**Action item**
Using the records that appear below, write out exactly the lines from the one with "Would you be able to point to the gray" through the one with "Would you be able to point to the ventilation", keeping both end lines.
The data: Begin
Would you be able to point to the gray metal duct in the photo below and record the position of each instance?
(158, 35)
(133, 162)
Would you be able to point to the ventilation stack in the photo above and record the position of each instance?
The data: End
The data: Begin
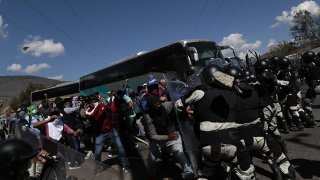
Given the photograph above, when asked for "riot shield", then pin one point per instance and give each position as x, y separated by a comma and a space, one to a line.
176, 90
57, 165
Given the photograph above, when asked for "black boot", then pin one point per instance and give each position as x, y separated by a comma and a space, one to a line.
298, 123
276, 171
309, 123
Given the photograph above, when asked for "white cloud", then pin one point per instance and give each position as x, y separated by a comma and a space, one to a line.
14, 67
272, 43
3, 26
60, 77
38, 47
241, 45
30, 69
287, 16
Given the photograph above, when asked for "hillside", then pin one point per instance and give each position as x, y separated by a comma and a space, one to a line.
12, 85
The data: End
The data: Begin
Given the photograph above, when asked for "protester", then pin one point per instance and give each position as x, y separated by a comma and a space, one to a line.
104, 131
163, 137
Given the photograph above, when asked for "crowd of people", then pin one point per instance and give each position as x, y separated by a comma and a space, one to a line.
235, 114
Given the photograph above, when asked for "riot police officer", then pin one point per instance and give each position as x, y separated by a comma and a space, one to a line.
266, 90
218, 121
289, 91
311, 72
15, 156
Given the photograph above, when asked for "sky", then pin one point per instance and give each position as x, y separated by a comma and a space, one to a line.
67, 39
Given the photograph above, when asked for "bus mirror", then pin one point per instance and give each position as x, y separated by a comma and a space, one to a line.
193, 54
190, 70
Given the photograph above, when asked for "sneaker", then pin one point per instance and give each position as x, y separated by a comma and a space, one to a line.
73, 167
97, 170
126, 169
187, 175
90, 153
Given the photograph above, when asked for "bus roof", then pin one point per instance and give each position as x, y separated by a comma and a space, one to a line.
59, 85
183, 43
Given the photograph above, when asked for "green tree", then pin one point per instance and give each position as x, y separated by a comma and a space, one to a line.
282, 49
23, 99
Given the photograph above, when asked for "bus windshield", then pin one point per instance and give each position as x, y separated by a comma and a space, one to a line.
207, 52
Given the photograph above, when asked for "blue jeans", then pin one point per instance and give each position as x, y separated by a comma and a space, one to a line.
The data: End
**Written solution**
Would you be able to point to the gray metal duct in the photo below and record the position of each instance?
(158, 35)
(133, 162)
Would you be able to point to the ventilation stack in the photo above and record the position of each instance?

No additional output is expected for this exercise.